→ Given passage
━━━
A KFF poll reveals that 1 in 8 adults (12%) say they're taking a GLP-1 drug, and more than 25% of users with health insurance are paying the full cost of the drugs themselves. Oof! That's a pretty steep cost for drugs that could cost anywhere from $150-$350/mo... and without insurance, brand name injectables could range north of $900/mo.
But could you deduct the medical expense? Maybe!
If you need a crash course on what counts as a tax deduction, check out our guide here. But for now, let's see how you may be able to net some tax savings when April rolls around.
Under IRS Publication 502 and Section 213 of the tax code, a medical expense is deductible only when it's used for the "diagnosis, cure, mitigation, treatment, or prevention of disease." In 2024, the IRS issued guidance (FS-2024-07) reaffirming this framework for GLP-1 medications specifically.
That means if your doctor prescribed Ozempic because you've been formally diagnosed with Type 2 diabetes, that's a textbook deductible expense. If your doctor wrote you a script because you want to slim down without a documented diagnosis, the IRS won't let you deduct it.
✅ Generally deductible if prescribed to treat...
- Type 2 diabetes
- Obesity (an IRS-recognized chronic medical condition)
- Cardiovascular disease
- Hypertension
- Fatty liver disease (MASLD/NASH)
- Chronic kidney disease
❌ Generally NOT deductible if used for...
━━━
Data excerpts:
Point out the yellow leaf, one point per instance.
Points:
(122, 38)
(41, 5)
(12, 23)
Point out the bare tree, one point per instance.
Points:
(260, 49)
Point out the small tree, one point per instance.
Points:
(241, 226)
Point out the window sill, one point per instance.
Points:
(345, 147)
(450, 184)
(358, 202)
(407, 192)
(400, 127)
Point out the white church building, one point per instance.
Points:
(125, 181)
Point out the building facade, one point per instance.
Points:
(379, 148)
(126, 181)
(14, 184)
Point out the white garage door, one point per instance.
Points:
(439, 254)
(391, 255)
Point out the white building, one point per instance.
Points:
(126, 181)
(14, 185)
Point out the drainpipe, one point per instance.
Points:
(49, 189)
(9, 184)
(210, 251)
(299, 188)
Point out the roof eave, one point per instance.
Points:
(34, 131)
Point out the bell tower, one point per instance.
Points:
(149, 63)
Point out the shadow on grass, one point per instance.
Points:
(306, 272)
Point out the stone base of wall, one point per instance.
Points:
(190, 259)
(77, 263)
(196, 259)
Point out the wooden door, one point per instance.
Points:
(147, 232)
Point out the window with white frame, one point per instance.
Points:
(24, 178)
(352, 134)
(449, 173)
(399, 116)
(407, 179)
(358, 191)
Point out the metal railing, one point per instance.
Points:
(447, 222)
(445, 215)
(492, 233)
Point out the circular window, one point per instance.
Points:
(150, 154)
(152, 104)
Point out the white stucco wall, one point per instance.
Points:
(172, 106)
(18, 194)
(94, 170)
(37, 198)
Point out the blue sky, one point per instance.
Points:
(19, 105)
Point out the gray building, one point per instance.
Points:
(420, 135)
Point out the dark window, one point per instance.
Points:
━━━
→ Tasks to complete
1. List every condition that the GLP-1 tax deduction article says makes the drugs generally deductible when they are prescribed to treat it.
2. According to the GLP-1 tax deduction article, what IRS guidance from 2024 reaffirmed the framework for GLP-1 medications?
3. Continue the GLP-1 tax deduction article from its last line.

→ Written responses
1.
- Type 2 diabetes
- Obesity
- Cardiovascular disease
- Hypertension
- Fatty liver disease (MASLD/NASH)
- Chronic kidney disease

2. FS-2024-07.

3.
- Cosmetic weight loss (e.g., "I want to lose 15 lbs for my reunion")
- General health improvement without a formal diagnosis
- Off-label use without a documented disease diagnosis
- Prescribed by a provider but no formal diagnosis on file
3 things to think about
Even if your medication qualifies, you still have to meet 3 requirements in order to claim your GLP-1 medication as a tax deduction.
1. You must itemize deductions
Medical expenses are deducted on Schedule A, which means you have to itemize your deductions, and itemizing only makes sense if your total deductions exceed the standard deduction. Roughly 90% of taxpayers take the standard deduction. That means the majority of GLP-1 users won't benefit from itemizing unless they have significant additional deductions like mortgage interest, state and local taxes, charitable contributions, and other medical costs that, combined, exceed the standard deduction. For the 2025-2026 tax year, the standard deduction amounts are as follows:
If you choose to itemize, don't forget these other tax deductible expenses count too! If you need help keeping track of your tax deductible expenses, Keeper can help. Download the app to try it free!
- 🩺Doctor visit copays / telehealth fees
- 🩸Lab work & bloodwork (A1C, metabolic panels)
- 💉Injection supplies (needles, swabs, sharps)
- 🥕Nutritionist / dietitian visits
- 🏋️♂️Weight-loss program costs
- 🚗Medical mileage to appointments
- 🏥Health insurance premiums (out-of-pocket)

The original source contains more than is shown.